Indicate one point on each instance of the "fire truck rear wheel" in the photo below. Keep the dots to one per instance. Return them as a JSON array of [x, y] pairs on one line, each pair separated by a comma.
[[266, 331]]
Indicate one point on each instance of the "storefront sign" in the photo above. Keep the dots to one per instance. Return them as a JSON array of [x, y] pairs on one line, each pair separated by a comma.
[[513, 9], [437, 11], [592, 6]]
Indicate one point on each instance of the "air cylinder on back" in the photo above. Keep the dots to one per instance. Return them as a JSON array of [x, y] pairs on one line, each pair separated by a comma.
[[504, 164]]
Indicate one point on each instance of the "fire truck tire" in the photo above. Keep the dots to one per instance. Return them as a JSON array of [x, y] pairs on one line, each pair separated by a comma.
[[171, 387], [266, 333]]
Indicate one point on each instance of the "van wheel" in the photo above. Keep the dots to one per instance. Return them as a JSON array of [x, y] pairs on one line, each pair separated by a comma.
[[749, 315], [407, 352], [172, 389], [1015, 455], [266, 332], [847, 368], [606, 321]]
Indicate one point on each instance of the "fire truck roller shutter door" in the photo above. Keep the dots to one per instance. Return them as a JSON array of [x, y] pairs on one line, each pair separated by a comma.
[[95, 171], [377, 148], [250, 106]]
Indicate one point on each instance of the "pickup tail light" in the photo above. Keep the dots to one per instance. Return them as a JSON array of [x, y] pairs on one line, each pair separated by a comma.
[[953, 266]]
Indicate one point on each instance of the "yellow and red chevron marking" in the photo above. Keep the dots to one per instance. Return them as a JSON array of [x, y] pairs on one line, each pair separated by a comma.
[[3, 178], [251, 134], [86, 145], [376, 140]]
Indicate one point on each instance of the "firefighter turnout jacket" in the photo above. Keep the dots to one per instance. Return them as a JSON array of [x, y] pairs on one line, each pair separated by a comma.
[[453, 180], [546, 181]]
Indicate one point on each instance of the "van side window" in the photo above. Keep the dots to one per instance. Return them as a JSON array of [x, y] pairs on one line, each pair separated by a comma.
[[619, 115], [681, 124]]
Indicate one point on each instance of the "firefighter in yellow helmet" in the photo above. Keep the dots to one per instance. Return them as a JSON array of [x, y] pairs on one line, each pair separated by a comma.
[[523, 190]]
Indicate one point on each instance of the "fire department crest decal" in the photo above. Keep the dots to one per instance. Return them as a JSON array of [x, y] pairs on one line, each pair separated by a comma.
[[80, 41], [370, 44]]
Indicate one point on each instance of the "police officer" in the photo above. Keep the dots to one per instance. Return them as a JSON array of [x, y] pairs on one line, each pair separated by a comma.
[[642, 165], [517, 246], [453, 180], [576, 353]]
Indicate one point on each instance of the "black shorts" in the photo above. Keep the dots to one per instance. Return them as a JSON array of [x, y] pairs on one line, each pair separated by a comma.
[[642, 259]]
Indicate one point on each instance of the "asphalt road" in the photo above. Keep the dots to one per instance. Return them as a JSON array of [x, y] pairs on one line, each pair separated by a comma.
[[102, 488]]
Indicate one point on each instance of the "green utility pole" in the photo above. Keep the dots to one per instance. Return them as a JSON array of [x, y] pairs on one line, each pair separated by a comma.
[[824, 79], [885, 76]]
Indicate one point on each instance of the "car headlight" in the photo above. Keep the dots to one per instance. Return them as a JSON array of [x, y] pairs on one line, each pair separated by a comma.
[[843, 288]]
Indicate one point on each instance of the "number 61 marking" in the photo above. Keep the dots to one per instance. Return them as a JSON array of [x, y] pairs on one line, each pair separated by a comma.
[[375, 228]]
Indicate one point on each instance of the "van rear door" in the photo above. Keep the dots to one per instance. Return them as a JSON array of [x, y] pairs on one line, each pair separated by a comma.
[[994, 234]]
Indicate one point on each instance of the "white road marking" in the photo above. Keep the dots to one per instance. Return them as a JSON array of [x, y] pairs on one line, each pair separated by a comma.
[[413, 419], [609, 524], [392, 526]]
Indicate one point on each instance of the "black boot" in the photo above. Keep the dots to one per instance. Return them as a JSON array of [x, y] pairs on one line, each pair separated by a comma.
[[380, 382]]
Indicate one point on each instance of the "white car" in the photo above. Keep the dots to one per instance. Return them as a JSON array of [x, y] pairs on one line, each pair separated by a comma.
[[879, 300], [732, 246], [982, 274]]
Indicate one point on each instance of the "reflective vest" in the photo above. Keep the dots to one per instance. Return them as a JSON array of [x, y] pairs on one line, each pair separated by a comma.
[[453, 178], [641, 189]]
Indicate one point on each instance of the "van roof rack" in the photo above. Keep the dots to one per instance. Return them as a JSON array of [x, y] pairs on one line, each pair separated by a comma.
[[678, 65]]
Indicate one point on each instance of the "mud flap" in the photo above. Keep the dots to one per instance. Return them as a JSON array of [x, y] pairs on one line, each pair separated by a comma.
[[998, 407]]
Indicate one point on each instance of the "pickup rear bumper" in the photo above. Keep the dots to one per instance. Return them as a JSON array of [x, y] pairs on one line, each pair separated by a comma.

- - - - - - -

Exercise prompt => Give back the whole of the data above, exactly as written.

Result =>
Indicate one point on each instance of the "fire truck rear wheel" in the photo below. Keep the dots to one per instance. Return them as a JSON array of [x, y] pairs on one line, each pair separated by a comma.
[[266, 331]]
Indicate one point on each instance of the "storefront sign" in the photo above. Keep the dots to one per instance. Return them as a JSON array of [x, y] pairs on one line, each pair separated by a comma.
[[513, 9], [437, 11], [592, 6]]
Indicate one point on each instance of the "air cylinder on back" in the photo above. Keep the dots to one per instance. Return them as a JSON array of [x, y] pairs on one line, each pair separated by a comma.
[[504, 164]]
Indicate one point on each instance of the "fire truck tire" in the photo above. Keep the dots to one per instance. Return them as a JSON array of [x, y] pairs on one line, each pair separated by a comma.
[[171, 387], [266, 333]]
Indicate one point on each instance of the "van wheel" in the photo above. Keep the dots to one per instance. Return them as a JSON array of [x, y] pairs on one line, each pair separated by a comma.
[[749, 315], [407, 352], [172, 389], [1015, 455], [266, 332], [847, 368], [606, 321]]
Indicate one point on each instance of the "fire truck roller shutter door" in the photo above. Keep the dots to one per instance. Return them as a JSON array of [x, y] pairs on one line, each pair separated by a comma.
[[95, 171], [377, 148], [250, 106]]
Indicate one point on each instance of the "pickup tail light" in the photo above. Keep the dots to one per instance. Return them as a JSON array of [x, y] pairs on one line, each pair separated by a comma.
[[953, 266]]
Indicate one point on each instance of the "yellow and red chevron marking" in the photo above. Keep the dots to one per instance. Return them as a JSON array of [x, y] pairs on one line, each pair separated by a comma.
[[3, 178], [251, 134], [86, 145], [376, 140]]
Indicate one point on each instance of the "firefighter turnout jacket" in the photo above. Keep the dots to one per instance. Return them as a JSON array of [x, y] pairs on one line, each pair separated by a comma.
[[453, 180], [546, 181]]
Indicate one point on each instance of the "van side window" in the photo above. Keep the dots to one per instance. Return them as a JSON array of [x, y] pairs on one line, each pair separated by a comma.
[[619, 115], [681, 124]]
Indicate one point on each instance of the "firefighter in yellow helmet" in the photo above. Keep the dots to one per instance. Return them as a JSON array of [x, y] pairs on one line, each pair separated by a comma.
[[523, 190]]
Indicate one point on each instance of the "fire department crest decal" in the photo above. Keep the dots to one per instance. Return them as a JSON array of [x, y] pairs on one line, each pair separated by a comma.
[[80, 41], [370, 44]]
Indicate one point on each instance of the "police officer" in the photo above. Keep the dots to one per instance. Return them as a JSON array of [x, y] pairs on one line, each pair separated by a comma.
[[642, 165], [517, 246], [453, 180], [576, 353]]
Indicate one point on each instance of the "black shorts" in the photo above. Keep the dots to one per instance. Return them as a JSON array of [x, y] pairs on one line, each pair separated by a comma.
[[642, 259]]
Indicate one point on each instance of the "asphalt road" in the photo above. Keep the dots to one per instance. Return them as a JSON array of [x, y] pairs on one line, each pair separated by a comma.
[[102, 488]]
Indicate one point on each instance of the "green utility pole" in the photo above. Keep the dots to one per instance. Return them as a JSON array of [x, y] pairs on one line, each pair separated by a comma.
[[824, 79], [885, 76]]
Indicate one point on each instance of the "car headlight" in the photo above. Keep the dots to one per instance. Return them as a JSON array of [x, y] pairs on one line, each pair separated by a comma.
[[843, 288]]
Indicate one point on each instance of the "number 61 marking" in the photo above. Keep the dots to one per instance. Return them as a JSON array of [x, y] pairs on one line, each pair separated by a comma.
[[375, 228]]
Indicate one point on each instance of the "van rear door" in the photo above. Keep the dots to one per instance. Return them as a JSON array of [x, y] pairs on one line, each pair separated by a comma.
[[994, 234]]
Indicate one point on each instance of the "white road marking" in the photo above. Keep the dots to one per instance. Return them as a JSON array of [x, y] pairs on one line, each pair separated by a comma.
[[413, 419], [609, 524], [392, 526]]
Indicate one point on each instance of the "black boot" in the photo above. Keep the dots to one per instance. Return them as a JSON array of [x, y] pairs on one line, each pair separated by a comma.
[[380, 382]]
Indicate one point on each instance of the "white car" in the photo above. Keep the dots to one per instance. Return them as a JSON array of [x, y] pairs on one line, each pair separated by a comma.
[[879, 300], [732, 246], [982, 274]]
Indicate one point on each instance of the "reflective vest" in the photo above. Keep the dots to one per instance. Return them as a JSON array of [x, y] pairs on one line, each pair separated by a comma.
[[453, 178], [641, 189]]
Indicate one point on each instance of the "van roof rack" in the photo above. Keep the dots to one per instance. Return them as a JSON array of [x, y] pairs on one line, each pair separated by a comma.
[[678, 65]]
Indicate one point on each instance of the "mud flap" in the photo above. Keep the dots to one per instance. Return them as a JSON array of [x, y] pairs on one line, each pair separated by a comma.
[[998, 407]]
Indicate one point on each instance of the "pickup rear bumper" in the photo above. Keep the dots to one per instance. Return them as a JSON array of [x, y] pairs on one line, each pair separated by a comma.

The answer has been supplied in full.